Put every line of the data below into a Markdown table with the columns Row and Line, numbering the rows and skipping any blank lines. Leave the pictures out of the answer.

================

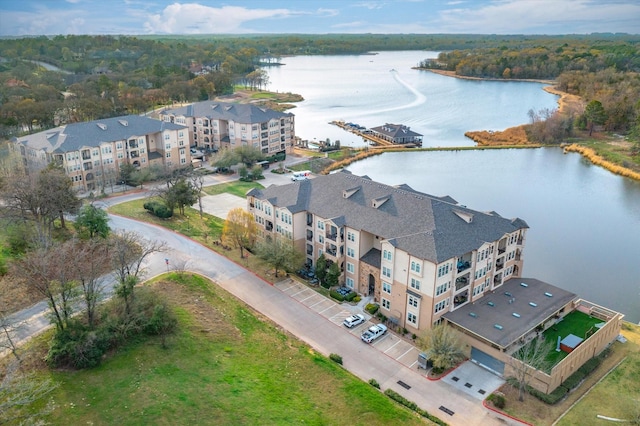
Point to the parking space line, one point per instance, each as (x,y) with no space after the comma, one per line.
(326,309)
(302,300)
(408,350)
(317,303)
(295,294)
(392,346)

================

◆ **CORRECT RESPONSE**
| Row | Line |
|---|---|
| 1 | Point to the parking space line, one point per instance, each as (x,y) with no space after the comma, one per line. |
| 2 | (326,309) |
| 3 | (302,300) |
| 4 | (408,350) |
| 5 | (317,303) |
| 6 | (295,294) |
| 7 | (392,346) |